Written exercise A
Translate this sentence from the passage on JACK Intelligent Agents into Spanish: "JACK Intelligent Agents is a framework in Java for multi-agent system development."

Java framework for system development

JACK Intelligent Agents is a framework in Java for multi-agent system development. JACK Intelligent Agents was built by Agent Oriented Software Pty. Ltd. (AOS) and is a third generation agent platform building on the experiences of the Procedural Reasoning System (PRS) and Distributed Multi-Agent Reasoning System (dMARS). JACK is one of the few multi-agent systems that uses the BDI software model and provides its own Java-based plan language and graphical planning tools.

== History ==
JACK Intelligent Agents was initially developed in 1997 by ex-members of the Australian Artificial Intelligence Institute (AAII or A^{2}I^{2}) who were involved in the design, implementation, and application of PRS at SRI International and/or dMARS at the AAII. The JACK platform was written for commercial application of the multi-agent paradigm (a COTS product) to complex problem solving and was the basis for starting the company Agent Oriented Software where it remains the flagship product.

== Features ==

JACK Intelligent Agents is a mature commercial multi-agent platform that has been under active research, development, and domain-specific application for more than 10 years. The following provides a listing of the platform's key differentiating features.

Written exercise B
Pull out each line of the records below that includes the word "mountain", and copy those lines.

Data supplied
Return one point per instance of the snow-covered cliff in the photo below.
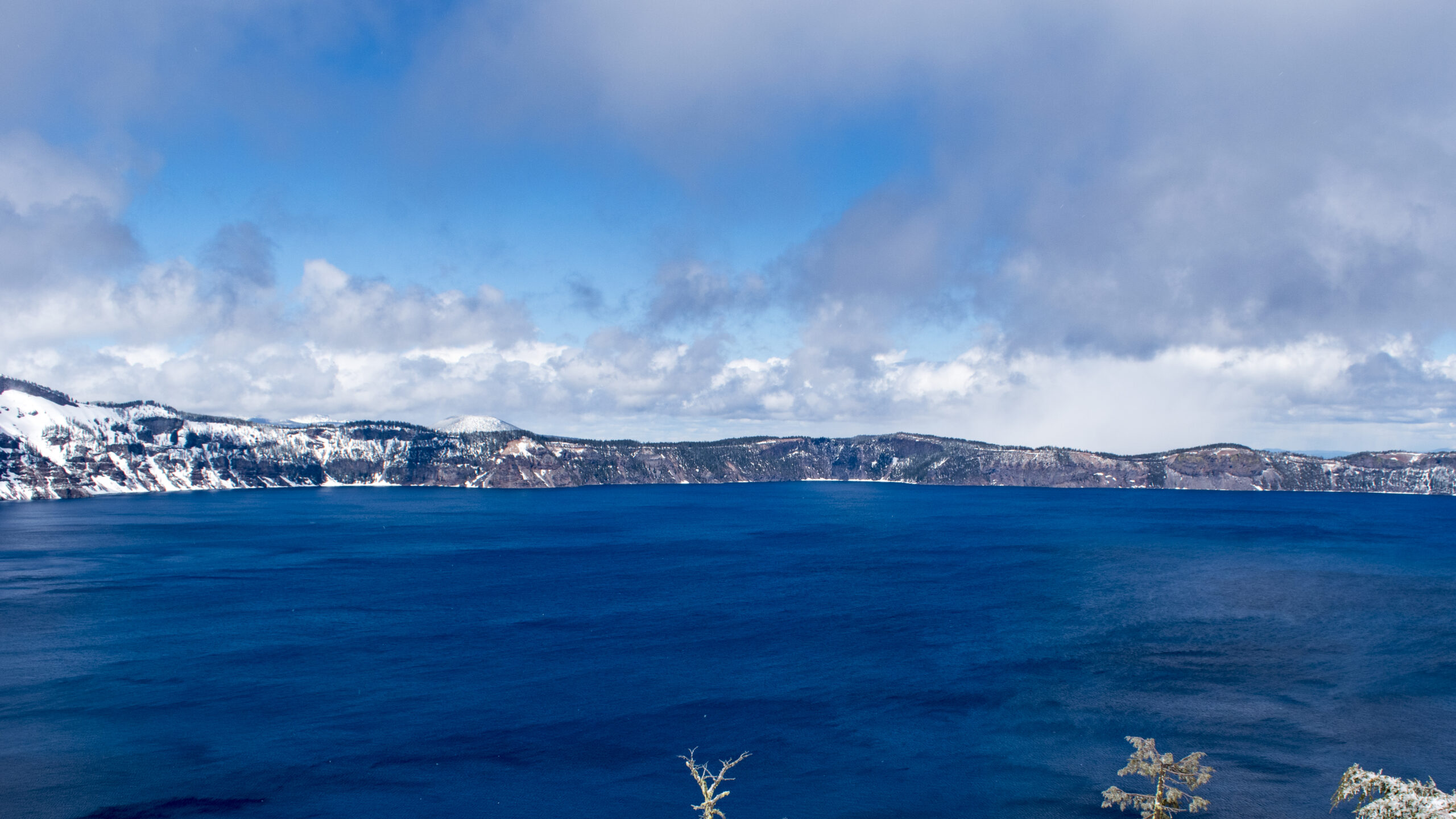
(53, 446)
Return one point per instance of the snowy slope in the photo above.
(53, 446)
(462, 424)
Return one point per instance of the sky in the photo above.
(1123, 226)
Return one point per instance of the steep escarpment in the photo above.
(53, 446)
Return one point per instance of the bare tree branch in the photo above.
(708, 783)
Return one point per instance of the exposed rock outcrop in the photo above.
(53, 446)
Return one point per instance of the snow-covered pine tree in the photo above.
(1379, 796)
(708, 783)
(1165, 800)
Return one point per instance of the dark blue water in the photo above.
(883, 651)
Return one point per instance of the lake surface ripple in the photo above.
(883, 651)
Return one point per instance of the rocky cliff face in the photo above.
(53, 446)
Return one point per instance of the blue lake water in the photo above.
(883, 651)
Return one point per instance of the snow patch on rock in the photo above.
(462, 424)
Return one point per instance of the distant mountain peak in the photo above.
(461, 424)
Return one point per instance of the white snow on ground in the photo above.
(461, 424)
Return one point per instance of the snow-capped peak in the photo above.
(461, 424)
(313, 420)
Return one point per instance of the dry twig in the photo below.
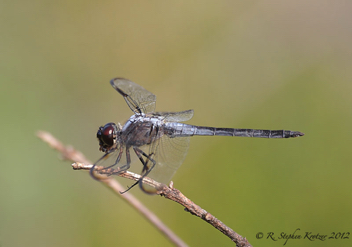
(81, 163)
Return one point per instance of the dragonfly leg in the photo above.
(139, 153)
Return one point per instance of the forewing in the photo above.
(138, 99)
(169, 156)
(182, 116)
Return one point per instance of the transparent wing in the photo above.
(138, 99)
(169, 154)
(113, 162)
(182, 116)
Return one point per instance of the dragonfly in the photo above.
(160, 140)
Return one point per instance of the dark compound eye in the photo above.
(106, 134)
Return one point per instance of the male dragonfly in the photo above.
(159, 139)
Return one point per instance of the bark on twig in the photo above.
(81, 163)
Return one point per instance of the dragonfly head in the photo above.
(107, 136)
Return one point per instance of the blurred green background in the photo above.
(244, 64)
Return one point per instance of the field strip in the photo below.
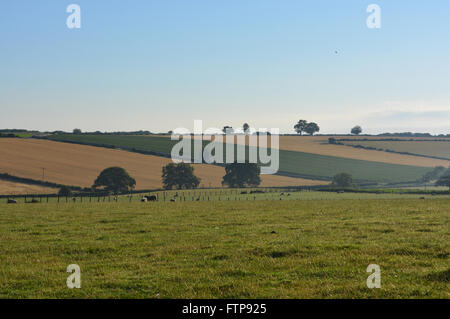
(319, 145)
(13, 188)
(79, 165)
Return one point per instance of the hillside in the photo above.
(297, 163)
(79, 165)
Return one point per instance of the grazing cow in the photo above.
(152, 198)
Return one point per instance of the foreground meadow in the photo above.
(228, 249)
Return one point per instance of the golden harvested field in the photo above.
(319, 145)
(12, 188)
(430, 148)
(79, 165)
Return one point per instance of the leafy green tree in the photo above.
(65, 191)
(300, 126)
(342, 180)
(312, 128)
(356, 130)
(180, 176)
(115, 179)
(242, 175)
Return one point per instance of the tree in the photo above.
(437, 172)
(227, 130)
(356, 130)
(65, 191)
(300, 126)
(312, 128)
(242, 175)
(342, 180)
(444, 181)
(115, 179)
(179, 176)
(245, 128)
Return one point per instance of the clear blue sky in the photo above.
(158, 65)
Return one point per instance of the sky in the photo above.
(160, 65)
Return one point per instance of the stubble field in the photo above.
(257, 249)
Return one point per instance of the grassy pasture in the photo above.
(261, 249)
(79, 165)
(429, 148)
(225, 195)
(292, 163)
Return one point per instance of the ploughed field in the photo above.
(227, 249)
(79, 165)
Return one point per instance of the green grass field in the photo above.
(439, 149)
(294, 164)
(228, 249)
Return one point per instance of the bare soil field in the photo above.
(320, 145)
(12, 188)
(79, 165)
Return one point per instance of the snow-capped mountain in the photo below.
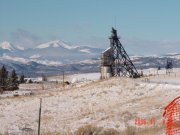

Task output A
JACK Intelligent Agents es un marco de trabajo en Java para el desarrollo de sistemas multiagente.

Task output B
Return one point per instance of the distant mountain peak in the photo above.
Return one point per instance of the snow-capped mountain in the photo below.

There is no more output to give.